*Work instructions*. Would you reproduce the listing exactly, leaving nothing out?
(Beginning of Source data)
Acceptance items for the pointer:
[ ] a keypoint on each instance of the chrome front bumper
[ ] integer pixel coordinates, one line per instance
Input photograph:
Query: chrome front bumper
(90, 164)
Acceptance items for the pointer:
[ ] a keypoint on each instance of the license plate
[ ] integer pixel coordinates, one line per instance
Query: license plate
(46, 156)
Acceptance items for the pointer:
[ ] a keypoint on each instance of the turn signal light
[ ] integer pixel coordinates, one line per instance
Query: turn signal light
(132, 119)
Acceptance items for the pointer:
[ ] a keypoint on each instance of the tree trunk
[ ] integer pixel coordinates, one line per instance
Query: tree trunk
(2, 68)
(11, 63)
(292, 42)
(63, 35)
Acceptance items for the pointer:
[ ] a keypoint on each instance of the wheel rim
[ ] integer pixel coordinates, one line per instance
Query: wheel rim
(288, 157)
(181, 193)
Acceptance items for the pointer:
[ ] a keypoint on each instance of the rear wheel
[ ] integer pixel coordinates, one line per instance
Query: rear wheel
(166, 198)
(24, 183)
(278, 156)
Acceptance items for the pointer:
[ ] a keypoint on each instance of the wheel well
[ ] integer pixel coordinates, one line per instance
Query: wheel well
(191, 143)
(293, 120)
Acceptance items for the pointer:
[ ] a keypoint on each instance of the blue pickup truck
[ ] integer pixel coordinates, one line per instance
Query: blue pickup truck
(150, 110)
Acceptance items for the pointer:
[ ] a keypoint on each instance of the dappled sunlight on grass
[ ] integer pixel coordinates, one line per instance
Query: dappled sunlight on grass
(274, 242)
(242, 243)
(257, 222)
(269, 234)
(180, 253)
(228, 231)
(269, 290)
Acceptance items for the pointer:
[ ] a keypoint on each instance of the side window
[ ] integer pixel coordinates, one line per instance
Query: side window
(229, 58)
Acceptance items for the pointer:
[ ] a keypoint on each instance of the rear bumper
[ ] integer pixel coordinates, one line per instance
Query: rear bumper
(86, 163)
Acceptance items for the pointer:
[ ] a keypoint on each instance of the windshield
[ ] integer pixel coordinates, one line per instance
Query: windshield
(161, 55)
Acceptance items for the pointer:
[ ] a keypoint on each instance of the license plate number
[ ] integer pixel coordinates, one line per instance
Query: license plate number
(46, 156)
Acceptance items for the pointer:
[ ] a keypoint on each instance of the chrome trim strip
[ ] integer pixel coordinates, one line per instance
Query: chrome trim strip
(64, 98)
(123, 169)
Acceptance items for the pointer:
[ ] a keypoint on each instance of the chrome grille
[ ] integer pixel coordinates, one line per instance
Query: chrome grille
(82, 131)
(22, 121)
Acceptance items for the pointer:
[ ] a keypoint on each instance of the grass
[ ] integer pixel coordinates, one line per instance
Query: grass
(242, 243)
(End of Source data)
*Solution to this exercise*.
Acceptance items for the pointer:
[ ] a keypoint on each instance of the chrome front bumper
[ ] integer pixel coordinates, one line per instance
Input photograph:
Query: chrome front bumper
(90, 164)
Acceptance items for the pointer:
[ ] a keypoint on each instance of the license plate
[ ] integer pixel coordinates, one line per instance
Query: license plate
(46, 156)
Acceptance items for the pointer:
[ ] a keypoint on each instance of the turn signal light
[ ] integer pixel coordinates, one line per instance
Query: turn signal light
(132, 119)
Acceptance items for the pointer:
[ ] a keypoint on each instance of the tree trunk
[ ] integer pixel coordinates, one line per instance
Query: tree trunk
(2, 68)
(11, 63)
(292, 42)
(63, 35)
Acceptance items for the pointer:
[ ] a keypoint on each instance of the wheel rim
[ ] integer pixel coordinates, one line per instance
Query: wheel rim
(288, 157)
(181, 193)
Acceptance items for the pointer:
[ ] a keypoint on each instance of the rear wheel
[ ] integer pixel coordinates, one line per instance
Query: rear wheel
(166, 198)
(24, 183)
(278, 156)
Acceptance items for the pointer:
[ ] a keypoint on each instance of the wheel well
[ ] integer pixel coordinates, one line per instance
Query: wheel well
(191, 143)
(293, 120)
Acceptance items for the pointer:
[ ] a keypoint on each instance of the blue pickup truck
[ ] integer pixel coordinates, one line per instance
Query: blue pickup truck
(150, 110)
Acceptance items for the pointer:
[ ] a keypoint on each instance of the dappled sunlight on grass
[ ] integer pixel coordinates, one line per instance
Query: dappled sunlight on grass
(274, 242)
(242, 243)
(257, 222)
(269, 234)
(180, 253)
(228, 231)
(269, 290)
Acceptance items for the pointer:
[ ] a keypoint on each instance of the side window
[ ] integer pixel coordinates, one line per instance
Query: side window
(229, 58)
Acceptance items for the pointer:
[ ] a keypoint on each instance of the rear bumper
[ ] integer pixel coordinates, one line per instance
Query: rear bumper
(86, 163)
Acceptance items for the pointer:
[ ] a keypoint on each instance of the windshield
[ ] integer pixel coordinates, one line per instance
Query: windshield
(161, 55)
Acceptance items for the pointer:
[ ] a keypoint on each instance of the license plate number
[ ] integer pixel coordinates, one line per instance
Query: license plate number
(46, 156)
Acceptance items for the pointer:
[ ] a keypoint on each instance of the chrome trim strip
[ ] integer pixel coordinates, one line per instance
Query: chrome trim strip
(64, 98)
(123, 169)
Acceptance items for the pointer:
[ ] a keypoint on each instance of the chrome grille
[ ] integer pixel coordinates, one line per instance
Query: chrome grille
(82, 131)
(22, 121)
Acceptance items for the pointer:
[ ] a keypoint on each instance of the grass
[ ] integer pixel coordinates, one line per instance
Query: grass
(242, 243)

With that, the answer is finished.